#### Task objective
How many lines in the records below contain the word "gift"? Reply with the number alone.

(Annotated coordinate records)
==*==

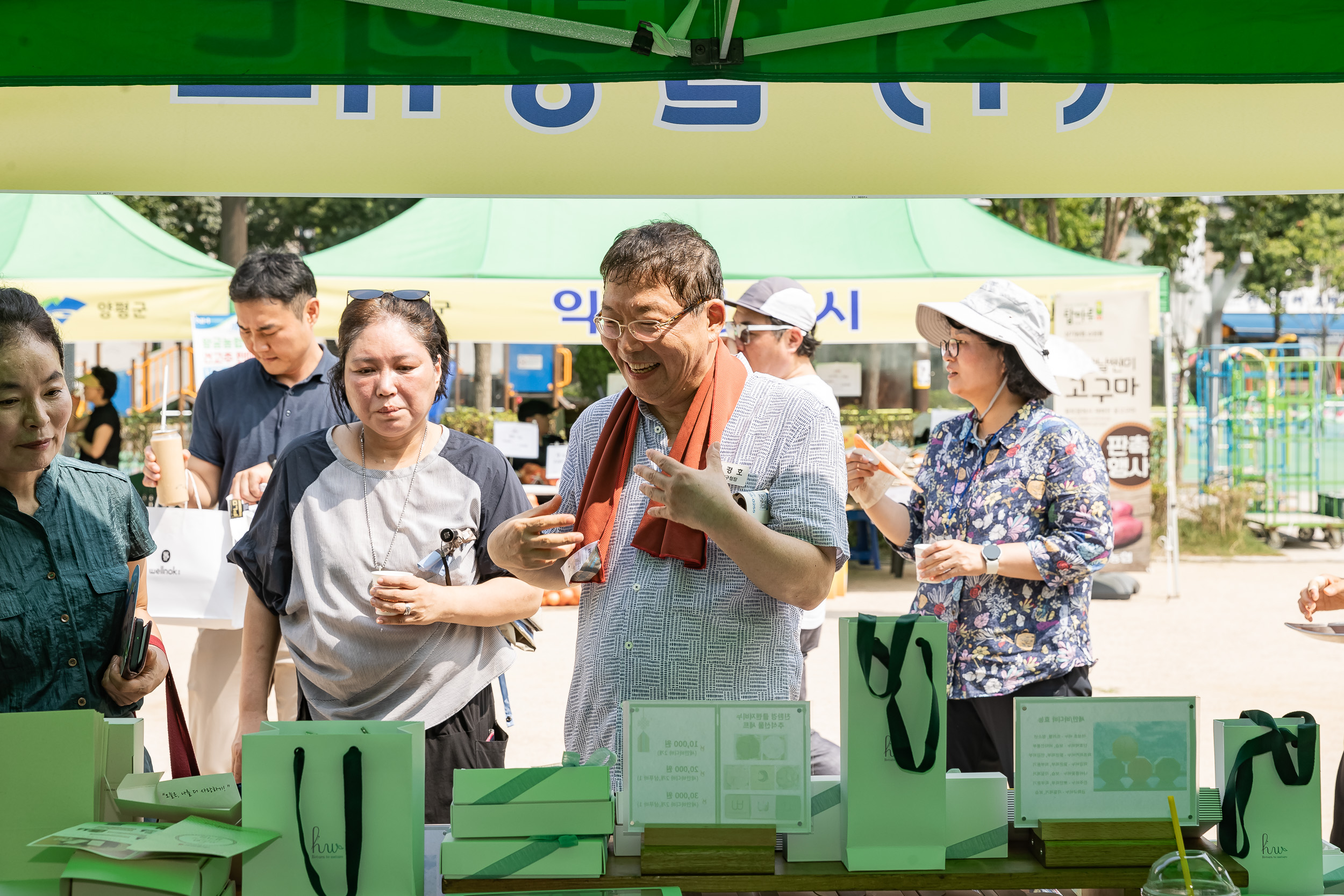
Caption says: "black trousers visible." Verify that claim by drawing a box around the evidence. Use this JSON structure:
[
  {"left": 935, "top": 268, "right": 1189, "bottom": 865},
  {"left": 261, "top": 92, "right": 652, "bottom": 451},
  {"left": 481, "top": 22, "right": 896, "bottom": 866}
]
[
  {"left": 948, "top": 666, "right": 1091, "bottom": 787},
  {"left": 298, "top": 683, "right": 508, "bottom": 825}
]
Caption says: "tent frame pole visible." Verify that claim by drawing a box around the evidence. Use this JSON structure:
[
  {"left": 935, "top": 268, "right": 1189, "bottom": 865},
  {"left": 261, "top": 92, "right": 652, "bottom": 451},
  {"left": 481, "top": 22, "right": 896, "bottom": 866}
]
[{"left": 1163, "top": 312, "right": 1180, "bottom": 598}]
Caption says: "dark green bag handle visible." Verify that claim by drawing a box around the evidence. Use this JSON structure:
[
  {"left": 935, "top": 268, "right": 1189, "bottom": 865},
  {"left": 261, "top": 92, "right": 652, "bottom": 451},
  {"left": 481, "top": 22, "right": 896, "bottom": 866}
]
[
  {"left": 857, "top": 613, "right": 938, "bottom": 772},
  {"left": 295, "top": 747, "right": 364, "bottom": 896},
  {"left": 1218, "top": 709, "right": 1320, "bottom": 858}
]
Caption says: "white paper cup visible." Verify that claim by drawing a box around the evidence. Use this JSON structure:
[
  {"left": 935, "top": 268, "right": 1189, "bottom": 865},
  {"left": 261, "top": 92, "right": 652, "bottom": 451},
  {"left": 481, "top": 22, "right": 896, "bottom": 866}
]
[{"left": 916, "top": 544, "right": 929, "bottom": 582}]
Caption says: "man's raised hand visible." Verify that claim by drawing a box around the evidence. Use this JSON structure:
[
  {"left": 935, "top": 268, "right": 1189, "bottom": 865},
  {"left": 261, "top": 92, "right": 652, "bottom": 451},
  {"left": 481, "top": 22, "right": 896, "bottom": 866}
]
[
  {"left": 487, "top": 496, "right": 583, "bottom": 571},
  {"left": 634, "top": 442, "right": 738, "bottom": 532}
]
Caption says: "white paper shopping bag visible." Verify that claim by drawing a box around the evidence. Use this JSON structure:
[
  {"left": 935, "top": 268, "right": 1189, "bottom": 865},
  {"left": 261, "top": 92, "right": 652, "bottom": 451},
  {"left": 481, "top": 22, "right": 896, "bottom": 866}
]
[{"left": 147, "top": 508, "right": 247, "bottom": 629}]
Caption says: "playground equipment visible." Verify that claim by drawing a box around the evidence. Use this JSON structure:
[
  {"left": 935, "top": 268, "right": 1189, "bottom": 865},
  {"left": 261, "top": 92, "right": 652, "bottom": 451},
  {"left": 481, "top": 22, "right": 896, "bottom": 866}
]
[{"left": 1192, "top": 344, "right": 1344, "bottom": 548}]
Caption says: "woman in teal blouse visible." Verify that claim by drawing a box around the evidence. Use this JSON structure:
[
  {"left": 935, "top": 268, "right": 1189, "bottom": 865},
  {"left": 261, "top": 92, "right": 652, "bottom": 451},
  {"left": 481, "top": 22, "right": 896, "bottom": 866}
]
[{"left": 0, "top": 289, "right": 168, "bottom": 716}]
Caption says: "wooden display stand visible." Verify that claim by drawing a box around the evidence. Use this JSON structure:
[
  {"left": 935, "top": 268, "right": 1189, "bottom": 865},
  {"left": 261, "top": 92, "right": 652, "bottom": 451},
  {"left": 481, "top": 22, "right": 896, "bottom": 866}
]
[
  {"left": 444, "top": 842, "right": 1247, "bottom": 896},
  {"left": 640, "top": 826, "right": 774, "bottom": 875}
]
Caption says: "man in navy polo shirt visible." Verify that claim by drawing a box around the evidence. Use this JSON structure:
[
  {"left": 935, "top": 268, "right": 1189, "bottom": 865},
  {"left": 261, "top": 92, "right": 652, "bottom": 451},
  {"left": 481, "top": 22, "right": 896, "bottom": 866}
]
[{"left": 145, "top": 251, "right": 346, "bottom": 774}]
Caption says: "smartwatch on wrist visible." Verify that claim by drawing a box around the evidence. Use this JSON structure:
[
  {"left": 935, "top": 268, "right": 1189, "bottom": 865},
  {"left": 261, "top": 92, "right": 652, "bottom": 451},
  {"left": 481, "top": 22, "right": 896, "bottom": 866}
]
[{"left": 980, "top": 544, "right": 1004, "bottom": 575}]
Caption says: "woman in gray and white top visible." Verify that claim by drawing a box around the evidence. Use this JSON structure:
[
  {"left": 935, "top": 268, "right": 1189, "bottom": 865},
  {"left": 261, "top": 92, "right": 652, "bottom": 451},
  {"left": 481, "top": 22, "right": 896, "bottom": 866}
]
[{"left": 228, "top": 290, "right": 540, "bottom": 823}]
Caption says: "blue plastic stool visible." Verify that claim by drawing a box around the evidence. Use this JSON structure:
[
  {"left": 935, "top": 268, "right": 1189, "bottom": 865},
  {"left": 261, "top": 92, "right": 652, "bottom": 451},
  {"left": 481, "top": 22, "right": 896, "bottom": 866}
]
[{"left": 844, "top": 509, "right": 882, "bottom": 570}]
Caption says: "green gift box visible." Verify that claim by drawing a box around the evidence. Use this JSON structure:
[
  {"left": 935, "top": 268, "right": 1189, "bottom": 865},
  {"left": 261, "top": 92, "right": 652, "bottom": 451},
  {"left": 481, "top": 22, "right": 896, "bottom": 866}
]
[
  {"left": 0, "top": 709, "right": 109, "bottom": 881},
  {"left": 61, "top": 849, "right": 228, "bottom": 896},
  {"left": 438, "top": 834, "right": 606, "bottom": 880},
  {"left": 948, "top": 771, "right": 1008, "bottom": 858},
  {"left": 784, "top": 775, "right": 844, "bottom": 863},
  {"left": 242, "top": 721, "right": 425, "bottom": 896},
  {"left": 1214, "top": 711, "right": 1322, "bottom": 896},
  {"left": 453, "top": 766, "right": 612, "bottom": 806},
  {"left": 453, "top": 806, "right": 616, "bottom": 838},
  {"left": 453, "top": 756, "right": 616, "bottom": 838},
  {"left": 102, "top": 719, "right": 144, "bottom": 821},
  {"left": 840, "top": 615, "right": 948, "bottom": 871}
]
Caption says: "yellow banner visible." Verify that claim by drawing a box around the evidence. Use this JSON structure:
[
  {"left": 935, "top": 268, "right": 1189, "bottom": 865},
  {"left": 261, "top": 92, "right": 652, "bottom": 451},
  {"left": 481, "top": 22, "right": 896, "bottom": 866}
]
[
  {"left": 317, "top": 273, "right": 1159, "bottom": 344},
  {"left": 0, "top": 82, "right": 1344, "bottom": 196},
  {"left": 16, "top": 277, "right": 228, "bottom": 342}
]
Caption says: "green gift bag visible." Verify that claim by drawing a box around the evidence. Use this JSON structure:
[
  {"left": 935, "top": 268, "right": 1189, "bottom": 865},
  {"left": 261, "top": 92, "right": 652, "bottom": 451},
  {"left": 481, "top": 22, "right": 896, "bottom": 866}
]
[
  {"left": 1214, "top": 709, "right": 1321, "bottom": 896},
  {"left": 244, "top": 721, "right": 425, "bottom": 896},
  {"left": 840, "top": 615, "right": 948, "bottom": 871},
  {"left": 0, "top": 709, "right": 108, "bottom": 881}
]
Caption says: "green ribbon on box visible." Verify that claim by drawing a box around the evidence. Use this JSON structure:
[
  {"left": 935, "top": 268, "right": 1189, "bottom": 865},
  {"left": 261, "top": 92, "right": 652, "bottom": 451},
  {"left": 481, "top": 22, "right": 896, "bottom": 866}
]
[
  {"left": 948, "top": 825, "right": 1008, "bottom": 858},
  {"left": 812, "top": 785, "right": 840, "bottom": 815},
  {"left": 467, "top": 834, "right": 580, "bottom": 880},
  {"left": 462, "top": 747, "right": 616, "bottom": 806}
]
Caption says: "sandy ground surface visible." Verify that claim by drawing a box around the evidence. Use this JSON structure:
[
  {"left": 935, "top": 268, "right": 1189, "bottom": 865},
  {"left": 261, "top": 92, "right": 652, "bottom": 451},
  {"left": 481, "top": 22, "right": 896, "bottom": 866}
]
[{"left": 142, "top": 548, "right": 1344, "bottom": 836}]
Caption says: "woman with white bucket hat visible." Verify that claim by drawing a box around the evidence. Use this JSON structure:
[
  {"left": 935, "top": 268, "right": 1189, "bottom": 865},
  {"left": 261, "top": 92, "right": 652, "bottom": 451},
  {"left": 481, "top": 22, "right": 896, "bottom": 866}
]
[{"left": 848, "top": 279, "right": 1112, "bottom": 782}]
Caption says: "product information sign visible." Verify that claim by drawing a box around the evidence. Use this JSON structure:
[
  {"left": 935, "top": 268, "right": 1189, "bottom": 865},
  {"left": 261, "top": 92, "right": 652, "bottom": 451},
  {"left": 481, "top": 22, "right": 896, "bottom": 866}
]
[
  {"left": 1055, "top": 290, "right": 1153, "bottom": 571},
  {"left": 1013, "top": 697, "right": 1199, "bottom": 828},
  {"left": 621, "top": 700, "right": 812, "bottom": 834},
  {"left": 191, "top": 314, "right": 253, "bottom": 392}
]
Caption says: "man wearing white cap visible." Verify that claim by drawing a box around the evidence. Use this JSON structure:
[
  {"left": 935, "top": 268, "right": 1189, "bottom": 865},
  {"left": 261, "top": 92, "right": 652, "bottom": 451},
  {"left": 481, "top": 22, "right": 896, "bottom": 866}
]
[
  {"left": 725, "top": 277, "right": 840, "bottom": 420},
  {"left": 725, "top": 277, "right": 840, "bottom": 775},
  {"left": 848, "top": 279, "right": 1112, "bottom": 786}
]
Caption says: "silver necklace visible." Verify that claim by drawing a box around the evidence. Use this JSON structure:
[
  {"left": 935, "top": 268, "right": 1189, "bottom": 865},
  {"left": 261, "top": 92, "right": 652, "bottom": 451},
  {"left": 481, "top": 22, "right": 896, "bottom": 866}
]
[{"left": 359, "top": 420, "right": 429, "bottom": 572}]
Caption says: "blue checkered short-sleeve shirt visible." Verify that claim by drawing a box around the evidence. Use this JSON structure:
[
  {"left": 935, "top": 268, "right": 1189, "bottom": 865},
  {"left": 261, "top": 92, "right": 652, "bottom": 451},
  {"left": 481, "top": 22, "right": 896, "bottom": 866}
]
[{"left": 559, "top": 374, "right": 849, "bottom": 780}]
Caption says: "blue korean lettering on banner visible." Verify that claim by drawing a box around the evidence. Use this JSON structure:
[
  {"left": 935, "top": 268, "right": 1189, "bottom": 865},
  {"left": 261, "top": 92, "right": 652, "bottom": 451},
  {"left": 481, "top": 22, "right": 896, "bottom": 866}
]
[
  {"left": 653, "top": 79, "right": 768, "bottom": 130},
  {"left": 873, "top": 81, "right": 932, "bottom": 134},
  {"left": 406, "top": 84, "right": 434, "bottom": 111},
  {"left": 504, "top": 84, "right": 602, "bottom": 134},
  {"left": 340, "top": 84, "right": 368, "bottom": 116},
  {"left": 1055, "top": 84, "right": 1116, "bottom": 132},
  {"left": 970, "top": 82, "right": 1008, "bottom": 116},
  {"left": 551, "top": 289, "right": 597, "bottom": 336},
  {"left": 817, "top": 289, "right": 859, "bottom": 331}
]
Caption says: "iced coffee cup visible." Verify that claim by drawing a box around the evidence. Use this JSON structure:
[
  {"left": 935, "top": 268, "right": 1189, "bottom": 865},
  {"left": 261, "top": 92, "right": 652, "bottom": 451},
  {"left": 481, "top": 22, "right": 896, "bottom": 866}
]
[
  {"left": 149, "top": 430, "right": 187, "bottom": 506},
  {"left": 916, "top": 544, "right": 929, "bottom": 582}
]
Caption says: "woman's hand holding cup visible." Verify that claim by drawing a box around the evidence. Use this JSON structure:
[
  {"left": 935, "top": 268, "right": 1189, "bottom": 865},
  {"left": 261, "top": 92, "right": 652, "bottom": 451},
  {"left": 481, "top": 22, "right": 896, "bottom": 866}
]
[{"left": 145, "top": 445, "right": 191, "bottom": 489}]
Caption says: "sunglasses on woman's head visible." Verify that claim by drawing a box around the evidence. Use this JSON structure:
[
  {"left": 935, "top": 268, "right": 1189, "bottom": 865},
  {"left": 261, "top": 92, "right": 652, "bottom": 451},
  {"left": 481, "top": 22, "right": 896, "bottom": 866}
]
[{"left": 346, "top": 289, "right": 429, "bottom": 302}]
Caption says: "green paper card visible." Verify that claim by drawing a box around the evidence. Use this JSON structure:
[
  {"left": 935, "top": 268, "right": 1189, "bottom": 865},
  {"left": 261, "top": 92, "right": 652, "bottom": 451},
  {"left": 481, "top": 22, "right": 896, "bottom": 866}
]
[
  {"left": 621, "top": 700, "right": 812, "bottom": 833},
  {"left": 113, "top": 771, "right": 244, "bottom": 825},
  {"left": 453, "top": 800, "right": 616, "bottom": 838},
  {"left": 1013, "top": 697, "right": 1199, "bottom": 828},
  {"left": 30, "top": 818, "right": 280, "bottom": 860}
]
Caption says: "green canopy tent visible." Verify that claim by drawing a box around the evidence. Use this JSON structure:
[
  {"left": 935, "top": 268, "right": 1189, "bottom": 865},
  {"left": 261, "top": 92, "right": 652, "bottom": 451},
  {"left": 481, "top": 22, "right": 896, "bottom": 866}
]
[
  {"left": 306, "top": 199, "right": 1166, "bottom": 342},
  {"left": 0, "top": 0, "right": 1344, "bottom": 84},
  {"left": 0, "top": 193, "right": 233, "bottom": 342}
]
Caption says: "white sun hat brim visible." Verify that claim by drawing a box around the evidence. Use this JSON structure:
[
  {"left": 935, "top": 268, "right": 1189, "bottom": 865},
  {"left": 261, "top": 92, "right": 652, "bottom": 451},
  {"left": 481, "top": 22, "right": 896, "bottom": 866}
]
[{"left": 916, "top": 279, "right": 1097, "bottom": 395}]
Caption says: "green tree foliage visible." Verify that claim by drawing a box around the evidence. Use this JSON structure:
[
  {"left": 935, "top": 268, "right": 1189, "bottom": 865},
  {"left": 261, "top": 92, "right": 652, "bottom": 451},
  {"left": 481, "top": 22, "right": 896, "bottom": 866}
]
[
  {"left": 120, "top": 196, "right": 416, "bottom": 256},
  {"left": 1209, "top": 193, "right": 1344, "bottom": 333},
  {"left": 566, "top": 345, "right": 617, "bottom": 402},
  {"left": 989, "top": 199, "right": 1106, "bottom": 256}
]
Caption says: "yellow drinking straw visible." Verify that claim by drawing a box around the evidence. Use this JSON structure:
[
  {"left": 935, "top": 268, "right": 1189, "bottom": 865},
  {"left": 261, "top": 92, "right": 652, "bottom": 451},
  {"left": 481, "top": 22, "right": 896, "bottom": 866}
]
[{"left": 1167, "top": 797, "right": 1195, "bottom": 896}]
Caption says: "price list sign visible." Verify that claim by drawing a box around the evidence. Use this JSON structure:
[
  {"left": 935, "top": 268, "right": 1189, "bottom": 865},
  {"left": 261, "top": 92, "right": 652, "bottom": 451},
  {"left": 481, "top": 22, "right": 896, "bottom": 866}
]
[
  {"left": 1013, "top": 697, "right": 1199, "bottom": 828},
  {"left": 621, "top": 700, "right": 812, "bottom": 834}
]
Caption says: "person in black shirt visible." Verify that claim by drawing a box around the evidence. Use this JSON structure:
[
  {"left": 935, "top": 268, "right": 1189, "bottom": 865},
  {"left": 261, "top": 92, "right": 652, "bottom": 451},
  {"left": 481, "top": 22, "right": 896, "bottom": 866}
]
[{"left": 70, "top": 367, "right": 121, "bottom": 469}]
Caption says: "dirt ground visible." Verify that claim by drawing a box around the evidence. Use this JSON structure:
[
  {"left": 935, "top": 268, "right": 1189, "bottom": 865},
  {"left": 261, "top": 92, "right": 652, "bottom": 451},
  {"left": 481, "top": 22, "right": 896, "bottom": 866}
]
[{"left": 141, "top": 548, "right": 1344, "bottom": 836}]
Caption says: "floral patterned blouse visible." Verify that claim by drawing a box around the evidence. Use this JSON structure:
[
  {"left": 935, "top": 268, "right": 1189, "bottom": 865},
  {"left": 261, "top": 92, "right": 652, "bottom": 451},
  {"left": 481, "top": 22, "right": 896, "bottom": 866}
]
[{"left": 898, "top": 402, "right": 1112, "bottom": 699}]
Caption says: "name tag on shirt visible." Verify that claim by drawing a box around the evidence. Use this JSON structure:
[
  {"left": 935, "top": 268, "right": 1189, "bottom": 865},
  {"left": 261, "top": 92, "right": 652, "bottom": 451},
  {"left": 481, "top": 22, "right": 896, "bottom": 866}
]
[{"left": 723, "top": 461, "right": 752, "bottom": 488}]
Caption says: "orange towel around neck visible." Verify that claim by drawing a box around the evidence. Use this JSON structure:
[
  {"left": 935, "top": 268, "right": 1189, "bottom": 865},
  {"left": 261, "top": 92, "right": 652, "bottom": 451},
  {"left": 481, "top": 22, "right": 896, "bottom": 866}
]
[{"left": 574, "top": 342, "right": 747, "bottom": 582}]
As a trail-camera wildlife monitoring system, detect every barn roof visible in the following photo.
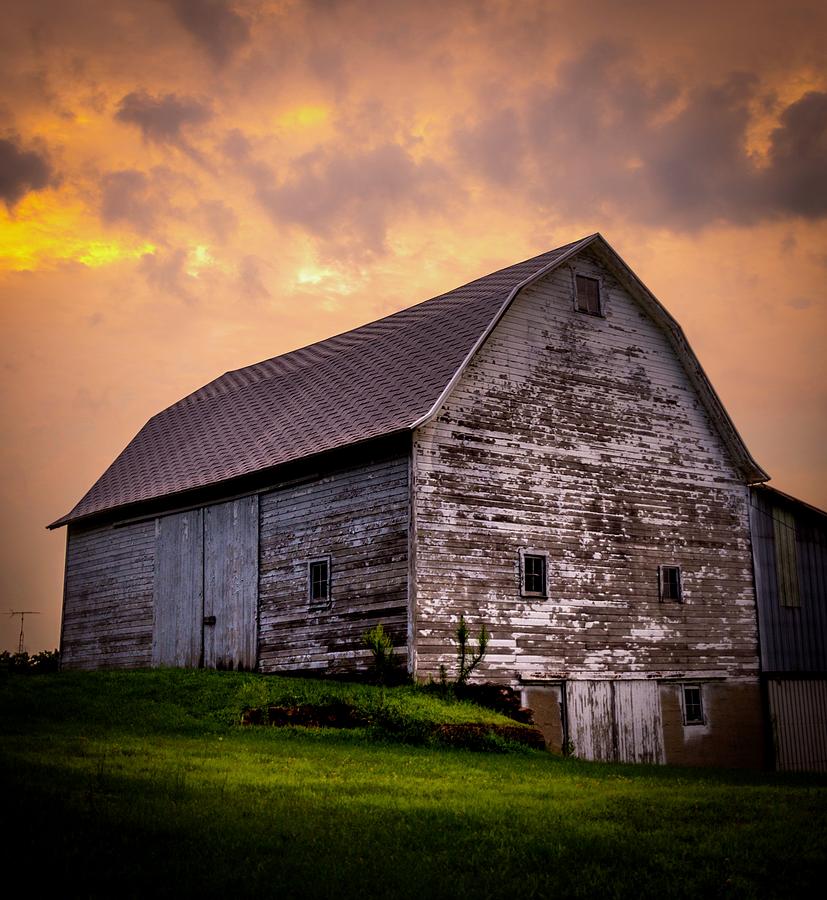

==*==

#### Answer for the task
2